* Begin TEXT PASSAGE *

Machine Learning: program that gets better at some tasks(functions) with experiences(data, examples)
Formalizing a task as a function learning task (f: board pos -> next move)
Human Annotation: human assigning scores

f: INPUT -> {choice1, choice2, …} : classification
f: INPUT -> Real : Regression
f: INPUT -> {0, 1} probability: Logistic Regression
f: INPUT -> P(INPUT) Probability Density Estimation
Binary Classification = Concept Learning = Learning a subset of $X$.

Lecture 2

Wed Jan 21 10:48:53 EST 2015

Input space: A set of features
Target Concept: The concept or function to be learned, denoted by $c$, a boolean-
valued function defined over the instances $X$; that is, $c$ : $X \rightarrow {0, 1}$
Training Examples: $D$
Hypothesis Conjunctions of literals. Eg $<?, Cold, High, ?, ?>$. We are looking for $h$ in the set of all possible hypothesis $H$ such that $\forall x, h(x) = c(x)$
$|X| \ll |H| \ll |C| = 2^x$, $|C|$ is the set of all possible functions (concept space)
X is input space, H is hypothesis space (each item + 1), C is concept space ($2^{|X|}$)

Lecture 3

$D={(x_1, c(x_1)), …}$ data
Each concept c_i is a bit vector.

Hypothesis consistency $Consistent(h, D) = \forall \in D, h(x) = c(x)$
Version space $VS_{H,D} = {h\in H| Consistent(h, D)}$

Find-S algorithm

hypo = <null, null, ...> # says NO to everything
# D is the data {(x1, c(x1)), (x2, c(x2)), ...}
# looking for target concept c in C
for positive_example in D:
    for attribute_constraint in hypo:
        if pos_example satisfied by attr_constraint: pass
        else: hypo := next more general constraint satisfied by attr_constraint
return hypo

Problems with Find-S

Fails when training data inconsistent
Picks a maximally specific $h$

List-Then-Eliminate

hypos = a list containing every hypothesis
for <x, c(x)> in D:
    remove h in hypos if h(x) != c(x)

* End TEXT PASSAGE *
* Begin DATASET SECTION *

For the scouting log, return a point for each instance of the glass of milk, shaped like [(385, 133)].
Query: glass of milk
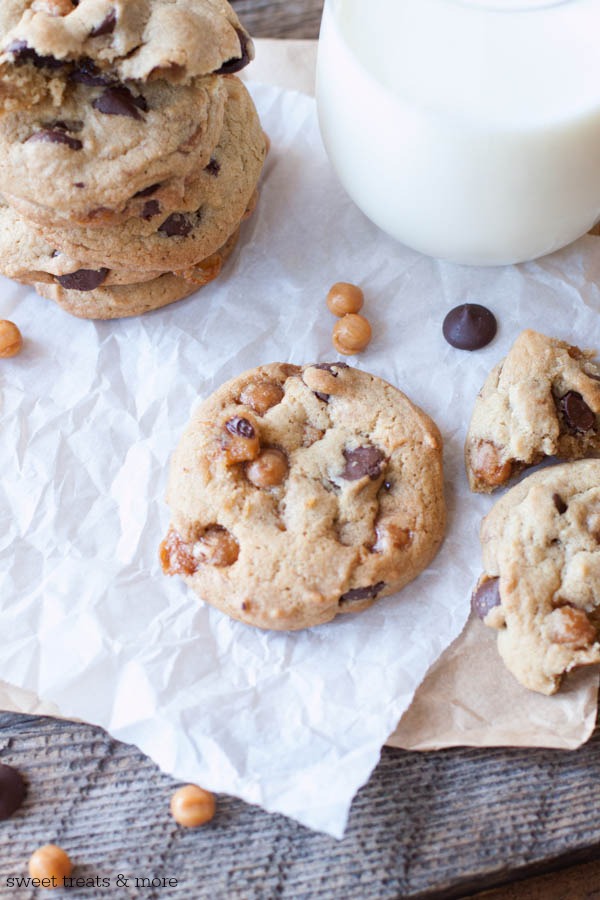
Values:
[(467, 129)]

* End DATASET SECTION *

▶ [INSTRUCTIONS]:
[A] Answer these from the machine learning notes:
(i) What is a function from INPUT to Real called?
(ii) What two problems with Find-S are listed?
(iii) What does List-Then-Eliminate set hypos to at the start?
[B] Copy the machine learning notes starting with "Input space: A" and going on through "a bit vector.", and swap "Training Examples" for "Training Data" wherever it appears.

▶ [FINAL RESULTS]:
[A]
(i) Regression
(ii) It fails when the training data is inconsistent, and it picks a maximally specific $h$.
(iii) A list containing every hypothesis

[B]
Input space: A set of features
Target Concept: The concept or function to be learned, denoted by $c$, a boolean-
valued function defined over the instances $X$; that is, $c$ : $X \rightarrow {0, 1}$
Training Data: $D$
Hypothesis Conjunctions of literals. Eg $<?, Cold, High, ?, ?>$. We are looking for $h$ in the set of all possible hypothesis $H$ such that $\forall x, h(x) = c(x)$
$|X| \ll |H| \ll |C| = 2^x$, $|C|$ is the set of all possible functions (concept space)
X is input space, H is hypothesis space (each item + 1), C is concept space ($2^{|X|}$)

Lecture 3

$D={(x_1, c(x_1)), …}$ data
Each concept c_i is a bit vector.